** START LISTED RECORDS **
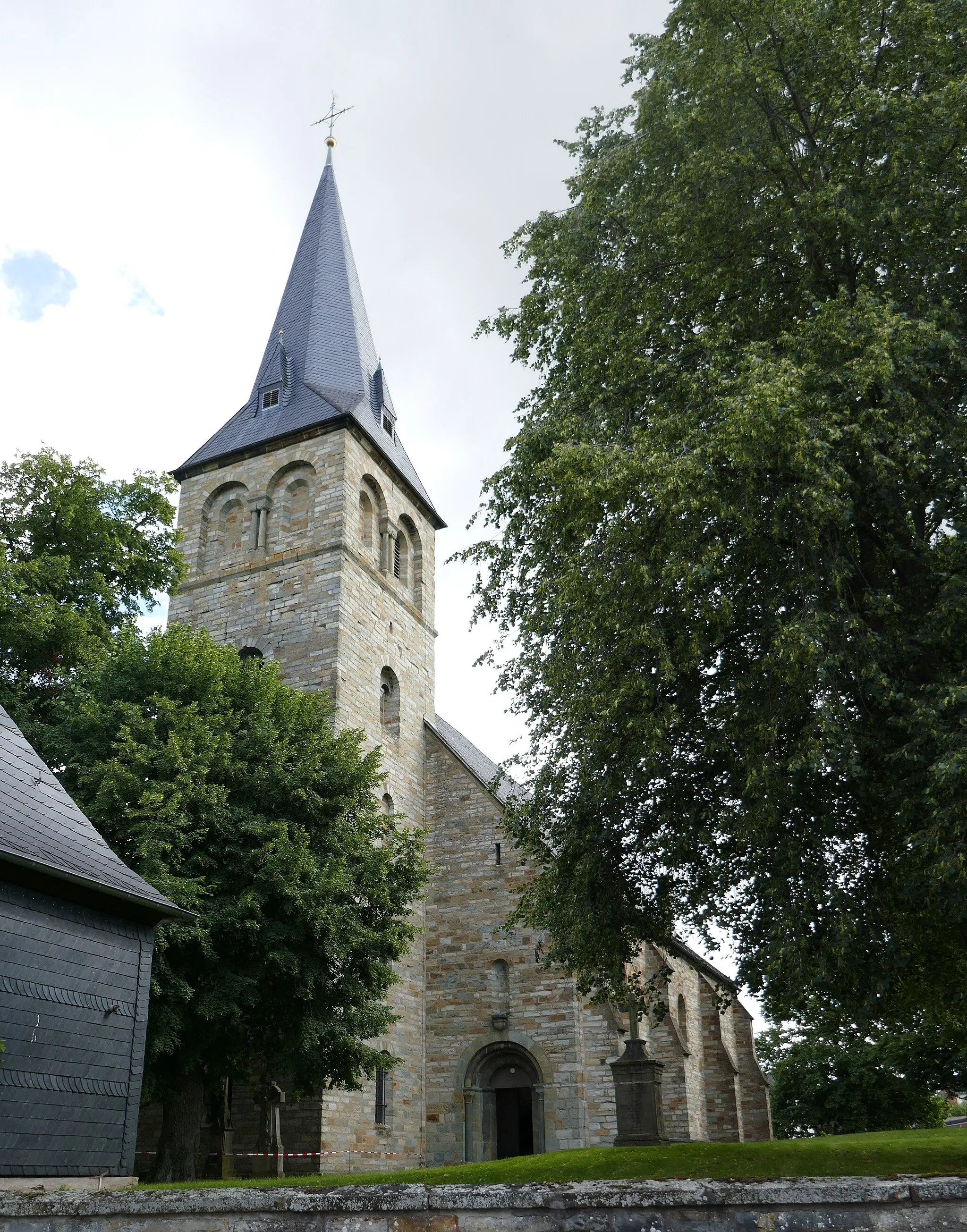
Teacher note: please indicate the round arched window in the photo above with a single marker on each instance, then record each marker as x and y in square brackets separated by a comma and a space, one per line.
[390, 701]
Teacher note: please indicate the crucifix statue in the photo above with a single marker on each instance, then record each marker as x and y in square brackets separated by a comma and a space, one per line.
[332, 116]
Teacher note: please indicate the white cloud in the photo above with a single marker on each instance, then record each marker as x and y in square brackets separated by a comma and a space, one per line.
[36, 282]
[142, 298]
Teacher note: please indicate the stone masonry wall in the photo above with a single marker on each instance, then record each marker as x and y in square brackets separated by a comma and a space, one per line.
[467, 902]
[278, 561]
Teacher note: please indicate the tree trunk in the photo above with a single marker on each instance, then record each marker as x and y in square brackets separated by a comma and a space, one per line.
[180, 1129]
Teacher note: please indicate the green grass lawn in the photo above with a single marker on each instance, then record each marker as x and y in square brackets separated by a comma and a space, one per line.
[923, 1152]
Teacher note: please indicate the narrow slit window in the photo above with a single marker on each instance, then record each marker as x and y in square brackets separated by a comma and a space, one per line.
[382, 1092]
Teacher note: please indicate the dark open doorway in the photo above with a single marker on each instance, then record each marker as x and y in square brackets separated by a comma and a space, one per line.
[514, 1123]
[514, 1099]
[504, 1103]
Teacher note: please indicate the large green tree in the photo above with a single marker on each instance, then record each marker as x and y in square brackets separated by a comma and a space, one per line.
[233, 795]
[79, 556]
[727, 550]
[830, 1077]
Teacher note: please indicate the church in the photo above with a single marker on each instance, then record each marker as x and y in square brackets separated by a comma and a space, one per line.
[311, 541]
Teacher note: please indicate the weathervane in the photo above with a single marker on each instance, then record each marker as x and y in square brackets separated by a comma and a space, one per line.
[332, 116]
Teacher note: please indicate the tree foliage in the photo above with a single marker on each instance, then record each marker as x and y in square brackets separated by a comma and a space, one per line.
[830, 1079]
[232, 794]
[79, 555]
[727, 548]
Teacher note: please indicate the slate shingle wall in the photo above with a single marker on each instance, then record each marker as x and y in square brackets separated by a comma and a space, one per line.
[72, 1073]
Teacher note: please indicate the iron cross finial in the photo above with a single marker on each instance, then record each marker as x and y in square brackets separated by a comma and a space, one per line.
[332, 116]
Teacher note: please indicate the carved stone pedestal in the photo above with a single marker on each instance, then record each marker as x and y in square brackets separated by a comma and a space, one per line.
[638, 1098]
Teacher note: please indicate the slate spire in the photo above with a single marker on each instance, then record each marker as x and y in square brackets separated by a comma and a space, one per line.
[322, 314]
[320, 364]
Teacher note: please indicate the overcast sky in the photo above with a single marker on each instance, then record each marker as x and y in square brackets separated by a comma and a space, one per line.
[159, 163]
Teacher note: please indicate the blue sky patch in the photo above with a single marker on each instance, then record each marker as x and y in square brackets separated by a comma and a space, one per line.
[37, 281]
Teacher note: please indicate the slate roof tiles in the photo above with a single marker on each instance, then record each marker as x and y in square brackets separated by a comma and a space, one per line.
[321, 355]
[43, 829]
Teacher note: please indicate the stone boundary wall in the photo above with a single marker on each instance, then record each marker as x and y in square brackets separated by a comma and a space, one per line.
[794, 1205]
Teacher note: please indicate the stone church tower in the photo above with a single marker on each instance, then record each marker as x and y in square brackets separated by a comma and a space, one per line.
[310, 540]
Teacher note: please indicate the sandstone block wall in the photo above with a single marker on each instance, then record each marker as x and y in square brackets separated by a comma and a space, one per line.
[291, 552]
[281, 560]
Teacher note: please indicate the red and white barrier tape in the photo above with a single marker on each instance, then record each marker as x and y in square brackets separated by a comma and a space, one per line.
[304, 1155]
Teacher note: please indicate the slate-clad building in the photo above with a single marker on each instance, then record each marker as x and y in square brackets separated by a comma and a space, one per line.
[77, 932]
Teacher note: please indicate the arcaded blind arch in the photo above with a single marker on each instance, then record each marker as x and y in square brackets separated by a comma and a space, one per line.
[366, 523]
[298, 494]
[402, 558]
[500, 987]
[414, 554]
[232, 525]
[390, 701]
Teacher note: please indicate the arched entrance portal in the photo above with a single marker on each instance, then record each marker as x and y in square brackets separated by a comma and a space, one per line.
[504, 1104]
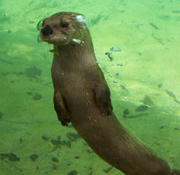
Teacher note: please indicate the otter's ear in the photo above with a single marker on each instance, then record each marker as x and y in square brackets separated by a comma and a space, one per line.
[40, 24]
[81, 19]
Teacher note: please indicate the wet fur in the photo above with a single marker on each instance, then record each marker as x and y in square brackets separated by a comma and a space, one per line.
[82, 97]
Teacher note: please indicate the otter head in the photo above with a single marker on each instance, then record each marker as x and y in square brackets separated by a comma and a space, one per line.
[63, 28]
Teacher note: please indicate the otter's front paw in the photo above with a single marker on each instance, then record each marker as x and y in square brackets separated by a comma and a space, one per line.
[61, 109]
[103, 100]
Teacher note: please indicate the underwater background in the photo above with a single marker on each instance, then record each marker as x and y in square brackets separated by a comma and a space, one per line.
[143, 76]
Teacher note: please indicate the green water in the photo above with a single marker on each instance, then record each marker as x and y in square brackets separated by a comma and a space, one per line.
[145, 72]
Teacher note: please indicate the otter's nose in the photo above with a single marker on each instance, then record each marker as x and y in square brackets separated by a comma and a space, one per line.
[46, 31]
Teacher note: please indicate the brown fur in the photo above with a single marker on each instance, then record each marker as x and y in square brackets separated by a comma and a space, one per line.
[82, 97]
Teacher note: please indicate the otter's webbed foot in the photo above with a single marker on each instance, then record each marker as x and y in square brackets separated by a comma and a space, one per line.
[61, 109]
[103, 100]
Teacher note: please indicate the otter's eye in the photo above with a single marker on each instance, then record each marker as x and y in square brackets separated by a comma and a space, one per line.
[64, 24]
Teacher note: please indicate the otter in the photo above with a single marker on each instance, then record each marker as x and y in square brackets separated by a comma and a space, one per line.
[82, 97]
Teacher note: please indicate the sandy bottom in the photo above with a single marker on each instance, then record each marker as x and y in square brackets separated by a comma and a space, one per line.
[145, 72]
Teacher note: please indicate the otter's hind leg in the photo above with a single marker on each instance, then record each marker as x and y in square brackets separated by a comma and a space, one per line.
[61, 109]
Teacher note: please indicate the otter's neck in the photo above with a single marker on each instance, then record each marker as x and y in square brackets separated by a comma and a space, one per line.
[76, 54]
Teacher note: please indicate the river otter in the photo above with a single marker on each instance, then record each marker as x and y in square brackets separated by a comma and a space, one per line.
[82, 97]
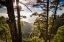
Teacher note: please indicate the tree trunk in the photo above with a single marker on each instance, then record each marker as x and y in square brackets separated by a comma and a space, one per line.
[12, 22]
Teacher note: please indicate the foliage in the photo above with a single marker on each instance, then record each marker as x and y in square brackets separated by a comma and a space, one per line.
[59, 37]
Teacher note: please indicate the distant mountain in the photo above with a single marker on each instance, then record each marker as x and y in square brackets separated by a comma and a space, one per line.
[26, 29]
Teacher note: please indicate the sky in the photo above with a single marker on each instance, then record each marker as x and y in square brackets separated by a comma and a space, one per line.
[26, 12]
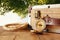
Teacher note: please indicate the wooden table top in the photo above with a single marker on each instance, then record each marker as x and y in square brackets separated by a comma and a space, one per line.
[27, 35]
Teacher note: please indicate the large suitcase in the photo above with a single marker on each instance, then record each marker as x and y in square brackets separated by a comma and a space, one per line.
[49, 15]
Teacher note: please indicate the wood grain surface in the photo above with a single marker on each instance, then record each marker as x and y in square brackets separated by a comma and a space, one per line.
[27, 35]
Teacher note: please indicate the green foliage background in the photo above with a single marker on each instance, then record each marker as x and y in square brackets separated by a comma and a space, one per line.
[21, 6]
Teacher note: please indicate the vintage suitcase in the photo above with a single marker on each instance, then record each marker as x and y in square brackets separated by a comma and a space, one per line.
[49, 15]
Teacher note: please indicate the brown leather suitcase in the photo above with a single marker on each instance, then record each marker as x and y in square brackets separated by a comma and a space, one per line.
[51, 16]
** END LISTED RECORDS **
* EXERCISE TASK: Please rewrite the records from the line containing "Teacher note: please indicate the green foliage" through the end of the records, both ends included, keeping every request line and multiplying each x and y coordinate in the answers by 1.95, rounded to whole numbers with halves rounded up.

* WORKED SOLUTION:
Teacher note: please indicate the green foliage background in the photo above with a single marker on each instance, then record each marker as x and y in square brackets separated by a comma and a space, one per line.
[41, 12]
Teacher note: please indicate the vintage suitcase in the photo above with a single marker on each instance, then record each marker as x and y in square brackets separated by a comma and a space, one per line.
[96, 29]
Teacher note: please indicate the brown leather suitcase in the photo above with a single marker on each instance, then record each marker as x and y in square brackets separated by a comma and a space, one per line.
[99, 31]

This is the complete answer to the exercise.